_Source passage_:
========================================================================

For quite some time, I have been arguing against homogenization within certain businesses. The current practice of having all systems identical makes things very easy to manage. It makes it easy for auditors to verify that proper security standards are in place. It also can tie into automatic patching plans and keep everything up to date. However, it means that every person in the organization has adapt themselves to the same software and that if an attacker manages to get into one system, they can march right into every other one.
Like all things, using system images is a tradeoff. It seems that many organizations implement imaging just because it’s best practice. Sure it solves some problems, but any change also creates others. Often, an imaging project identifies numerous applications to drop out of the environment. This is great for general security, as it reduces attack surface, but often many of these are there because they make the business more effective.
Given that the whole point of “the computer revolution” was that we are now able to adapt technology to our lives are very small levels. It seems like questionable logic to take devices that are capable of enhancing individual abilities and compensating for individual flaws and turn them all into identical machines and then force people to match them. Richard Bejtlich gets into this in more depth over in his post Let a Hundred Flowers Blossom.
My point isn’t that imaging is bad. In some environments, it’s a necessity. (Mostly regulated environments or those lacking a technically-skilled workforce who can select the appropriate applications to enhance their productivity.) It just shouldn’t be a goal without consideration of the total business impact.
After all, people are all different. If the technology is all the same, it obviously won’t work as well for some people than it will for others. The question to ask is whether the benefit of uniformity outweighs the cost of productivity.
In case you haven’t figured it out, I fall back to blogging about an Aesop fable when I’m stuck for other things. In this case, I am stuck underneath a cat and all of my mythological references are about half a meter out of reach. Luckily, many of Aesop’s fables are available online. Like, for example, this one.

========================================================================

_Recorded information_:
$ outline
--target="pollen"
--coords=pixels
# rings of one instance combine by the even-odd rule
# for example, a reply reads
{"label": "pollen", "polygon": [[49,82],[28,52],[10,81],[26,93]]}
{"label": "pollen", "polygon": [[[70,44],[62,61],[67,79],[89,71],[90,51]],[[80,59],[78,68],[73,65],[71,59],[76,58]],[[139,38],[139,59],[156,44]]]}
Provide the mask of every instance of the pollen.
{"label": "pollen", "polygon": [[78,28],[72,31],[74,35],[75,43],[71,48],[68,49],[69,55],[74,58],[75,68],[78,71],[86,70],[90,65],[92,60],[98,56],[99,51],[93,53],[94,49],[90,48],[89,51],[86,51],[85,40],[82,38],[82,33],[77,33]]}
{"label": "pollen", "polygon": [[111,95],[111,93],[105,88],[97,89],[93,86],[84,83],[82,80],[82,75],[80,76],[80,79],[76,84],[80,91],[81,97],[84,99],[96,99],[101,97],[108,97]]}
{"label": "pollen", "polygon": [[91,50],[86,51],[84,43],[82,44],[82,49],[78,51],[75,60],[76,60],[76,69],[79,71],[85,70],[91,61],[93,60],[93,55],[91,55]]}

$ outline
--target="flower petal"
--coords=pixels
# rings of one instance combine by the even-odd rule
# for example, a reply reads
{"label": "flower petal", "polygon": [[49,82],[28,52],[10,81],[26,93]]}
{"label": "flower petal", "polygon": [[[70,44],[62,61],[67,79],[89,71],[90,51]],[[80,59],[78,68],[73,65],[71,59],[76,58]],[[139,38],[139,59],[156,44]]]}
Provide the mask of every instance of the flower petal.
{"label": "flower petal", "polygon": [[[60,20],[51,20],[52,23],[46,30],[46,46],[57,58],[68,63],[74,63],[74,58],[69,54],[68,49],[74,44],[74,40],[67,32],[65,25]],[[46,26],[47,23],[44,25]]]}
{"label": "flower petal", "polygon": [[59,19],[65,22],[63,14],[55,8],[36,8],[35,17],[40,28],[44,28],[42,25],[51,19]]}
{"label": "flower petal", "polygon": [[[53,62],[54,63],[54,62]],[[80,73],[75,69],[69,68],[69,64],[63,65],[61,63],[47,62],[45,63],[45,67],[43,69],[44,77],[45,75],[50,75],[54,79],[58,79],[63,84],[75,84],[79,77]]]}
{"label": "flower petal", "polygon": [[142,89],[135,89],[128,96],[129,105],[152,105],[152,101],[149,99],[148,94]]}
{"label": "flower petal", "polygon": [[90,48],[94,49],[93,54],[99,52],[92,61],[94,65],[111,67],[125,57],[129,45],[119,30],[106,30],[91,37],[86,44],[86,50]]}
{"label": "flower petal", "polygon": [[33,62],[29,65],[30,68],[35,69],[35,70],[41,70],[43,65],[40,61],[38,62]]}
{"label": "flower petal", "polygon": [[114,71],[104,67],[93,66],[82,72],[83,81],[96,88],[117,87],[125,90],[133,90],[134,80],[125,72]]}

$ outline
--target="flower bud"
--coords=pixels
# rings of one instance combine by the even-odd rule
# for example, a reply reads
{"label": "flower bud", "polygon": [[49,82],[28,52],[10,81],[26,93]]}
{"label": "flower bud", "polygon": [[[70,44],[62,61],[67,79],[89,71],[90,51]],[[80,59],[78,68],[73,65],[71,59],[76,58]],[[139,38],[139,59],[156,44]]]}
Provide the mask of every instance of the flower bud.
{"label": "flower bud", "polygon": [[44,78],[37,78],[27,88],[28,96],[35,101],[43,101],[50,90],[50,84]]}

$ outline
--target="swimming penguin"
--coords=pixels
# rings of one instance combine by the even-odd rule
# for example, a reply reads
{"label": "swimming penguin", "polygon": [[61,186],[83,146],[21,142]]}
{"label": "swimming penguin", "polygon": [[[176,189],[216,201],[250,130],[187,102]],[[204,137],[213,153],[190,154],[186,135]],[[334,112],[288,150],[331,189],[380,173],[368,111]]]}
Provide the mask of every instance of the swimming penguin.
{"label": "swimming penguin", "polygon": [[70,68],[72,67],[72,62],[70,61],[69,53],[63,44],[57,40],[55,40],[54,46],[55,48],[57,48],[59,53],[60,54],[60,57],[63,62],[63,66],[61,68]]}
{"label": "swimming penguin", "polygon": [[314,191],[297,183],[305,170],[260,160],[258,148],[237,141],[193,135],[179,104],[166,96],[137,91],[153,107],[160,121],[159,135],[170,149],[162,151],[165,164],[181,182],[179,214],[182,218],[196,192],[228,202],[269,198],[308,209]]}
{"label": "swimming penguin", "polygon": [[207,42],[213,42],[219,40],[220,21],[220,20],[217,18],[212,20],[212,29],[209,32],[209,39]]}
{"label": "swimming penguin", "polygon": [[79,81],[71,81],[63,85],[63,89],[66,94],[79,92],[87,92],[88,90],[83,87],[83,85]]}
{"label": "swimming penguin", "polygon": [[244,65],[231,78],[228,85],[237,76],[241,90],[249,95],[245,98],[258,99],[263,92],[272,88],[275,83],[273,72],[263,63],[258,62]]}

========================================================================

_To do_:
A – List each line of the records that contains the word "every".
B – Continue the post on system imaging from its final sentence.

_Responses per task_:
A –
Provide the mask of every instance of the pollen.
Provide the mask of every instance of the flower petal.
Provide the mask of every instance of the flower bud.
Provide the mask of every instance of the swimming penguin.

B –
In this story, a sleeping lion is startled awake when a mouse runs across his nose. Looking all around for whatever woke him up, he checks all over his cave and finds nothing. A fox observes this behavior and, knowing that he can outrun a sleepy lion, makes fun of him for being afraid of a mouse. Attempting to safe face, the lion claims not to have been afraid, but more affronted by the bad manners.
As usual, Aesop completely missed the point of his story. Instead of being a droll observation of class structure of ancient Greece, it’s obviously a better lesson for dealing with initial network probes. Probes are a fact of life on the Internet. All sorts of attackers on the Internet want to take over your systems. The first step is to send out a small probe and uncover various things about the potential targets. This is part of what firewalls are supposed to prevent.
A lion needs a few things as it sleeps. Air, probably being the most important. However, if it wishes to stay asleep, it helps to have a way to keep the mice out of the lion cave.
As an aside, I personally question how common it was for lions to sleep in caves. Modern lions don’t seem to do this… though perhaps that has less to do with lion slumber preferences and more to do with a general lack of caves in subSaharan Africa.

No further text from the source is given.